(Excerpted data):
══════════
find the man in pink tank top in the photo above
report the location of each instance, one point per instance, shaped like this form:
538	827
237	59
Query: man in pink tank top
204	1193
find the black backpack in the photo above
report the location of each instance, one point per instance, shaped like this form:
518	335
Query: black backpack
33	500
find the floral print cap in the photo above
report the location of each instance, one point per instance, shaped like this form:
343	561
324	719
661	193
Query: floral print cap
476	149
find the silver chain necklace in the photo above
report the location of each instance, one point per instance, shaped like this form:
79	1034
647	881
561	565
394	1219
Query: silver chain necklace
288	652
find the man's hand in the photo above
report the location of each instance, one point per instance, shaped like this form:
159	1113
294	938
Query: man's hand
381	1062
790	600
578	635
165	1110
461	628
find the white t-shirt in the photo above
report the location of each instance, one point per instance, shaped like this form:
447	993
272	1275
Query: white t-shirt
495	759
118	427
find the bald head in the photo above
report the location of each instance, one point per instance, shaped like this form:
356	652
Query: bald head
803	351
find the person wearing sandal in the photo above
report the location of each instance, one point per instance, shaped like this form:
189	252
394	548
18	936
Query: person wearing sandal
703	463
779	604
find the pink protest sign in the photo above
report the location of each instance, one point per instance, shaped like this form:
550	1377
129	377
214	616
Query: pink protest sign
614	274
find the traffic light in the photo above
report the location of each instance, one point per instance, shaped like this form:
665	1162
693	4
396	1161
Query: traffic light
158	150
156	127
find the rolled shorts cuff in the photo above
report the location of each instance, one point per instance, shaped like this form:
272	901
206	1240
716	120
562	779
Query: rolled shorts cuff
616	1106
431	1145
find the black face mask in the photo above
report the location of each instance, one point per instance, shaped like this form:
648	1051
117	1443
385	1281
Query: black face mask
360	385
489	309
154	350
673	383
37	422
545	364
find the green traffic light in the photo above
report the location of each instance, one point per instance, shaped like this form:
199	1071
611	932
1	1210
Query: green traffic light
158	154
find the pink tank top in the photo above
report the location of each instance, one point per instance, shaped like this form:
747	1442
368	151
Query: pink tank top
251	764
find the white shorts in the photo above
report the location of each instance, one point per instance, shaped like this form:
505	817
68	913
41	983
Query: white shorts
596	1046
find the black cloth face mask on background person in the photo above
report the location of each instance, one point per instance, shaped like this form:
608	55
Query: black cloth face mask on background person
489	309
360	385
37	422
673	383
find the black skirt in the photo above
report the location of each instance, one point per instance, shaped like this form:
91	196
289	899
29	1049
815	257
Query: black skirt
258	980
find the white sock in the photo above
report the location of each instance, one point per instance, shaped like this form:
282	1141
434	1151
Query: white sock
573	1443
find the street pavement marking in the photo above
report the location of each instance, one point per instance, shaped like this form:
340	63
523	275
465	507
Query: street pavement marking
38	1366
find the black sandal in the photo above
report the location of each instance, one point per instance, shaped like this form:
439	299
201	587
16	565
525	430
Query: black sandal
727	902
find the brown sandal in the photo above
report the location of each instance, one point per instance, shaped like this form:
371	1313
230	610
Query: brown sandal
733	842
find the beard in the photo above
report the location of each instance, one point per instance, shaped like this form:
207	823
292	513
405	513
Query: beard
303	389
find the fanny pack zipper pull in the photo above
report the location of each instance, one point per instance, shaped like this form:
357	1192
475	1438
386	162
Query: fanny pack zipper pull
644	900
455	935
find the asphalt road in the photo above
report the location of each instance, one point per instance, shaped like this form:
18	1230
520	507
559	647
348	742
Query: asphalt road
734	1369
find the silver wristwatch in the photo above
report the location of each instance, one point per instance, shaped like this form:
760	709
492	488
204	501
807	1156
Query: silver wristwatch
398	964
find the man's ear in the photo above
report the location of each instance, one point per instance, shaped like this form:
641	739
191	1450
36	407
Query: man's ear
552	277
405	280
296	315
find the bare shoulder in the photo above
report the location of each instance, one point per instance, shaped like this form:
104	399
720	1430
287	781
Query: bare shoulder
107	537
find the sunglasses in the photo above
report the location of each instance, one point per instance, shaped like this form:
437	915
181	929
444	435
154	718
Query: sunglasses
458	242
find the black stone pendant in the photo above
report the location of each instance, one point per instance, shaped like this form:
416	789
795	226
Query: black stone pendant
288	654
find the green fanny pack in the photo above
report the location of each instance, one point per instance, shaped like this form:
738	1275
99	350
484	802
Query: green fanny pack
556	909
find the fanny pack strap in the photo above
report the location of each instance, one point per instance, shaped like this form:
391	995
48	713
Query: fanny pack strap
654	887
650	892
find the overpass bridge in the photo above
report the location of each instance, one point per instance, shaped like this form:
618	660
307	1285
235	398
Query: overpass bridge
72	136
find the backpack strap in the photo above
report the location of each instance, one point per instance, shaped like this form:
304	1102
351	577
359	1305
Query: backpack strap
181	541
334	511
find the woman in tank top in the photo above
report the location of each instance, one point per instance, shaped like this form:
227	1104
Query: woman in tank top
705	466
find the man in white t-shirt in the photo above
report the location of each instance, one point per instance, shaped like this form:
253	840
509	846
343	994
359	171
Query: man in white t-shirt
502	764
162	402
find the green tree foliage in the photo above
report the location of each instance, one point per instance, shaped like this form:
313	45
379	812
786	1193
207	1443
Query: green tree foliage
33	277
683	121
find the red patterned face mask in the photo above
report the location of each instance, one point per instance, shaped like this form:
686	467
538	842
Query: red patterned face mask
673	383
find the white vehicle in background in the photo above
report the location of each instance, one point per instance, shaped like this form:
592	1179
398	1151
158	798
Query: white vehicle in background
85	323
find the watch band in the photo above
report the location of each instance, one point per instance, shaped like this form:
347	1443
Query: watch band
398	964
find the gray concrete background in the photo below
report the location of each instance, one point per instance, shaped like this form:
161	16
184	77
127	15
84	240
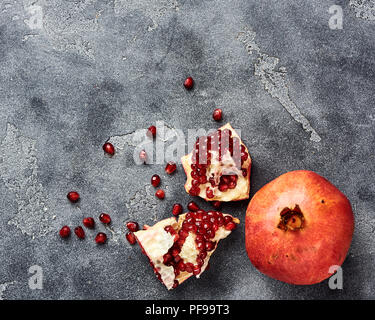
══════════
(What you will do): Show each line of the records above that contains the word "green".

(The response):
find the green traffic light in the photo above
Query: green traffic light
find the green fanny pack in the photo above
Query: green fanny pack
find the green tree foliage in the photo above
Query: green tree foliage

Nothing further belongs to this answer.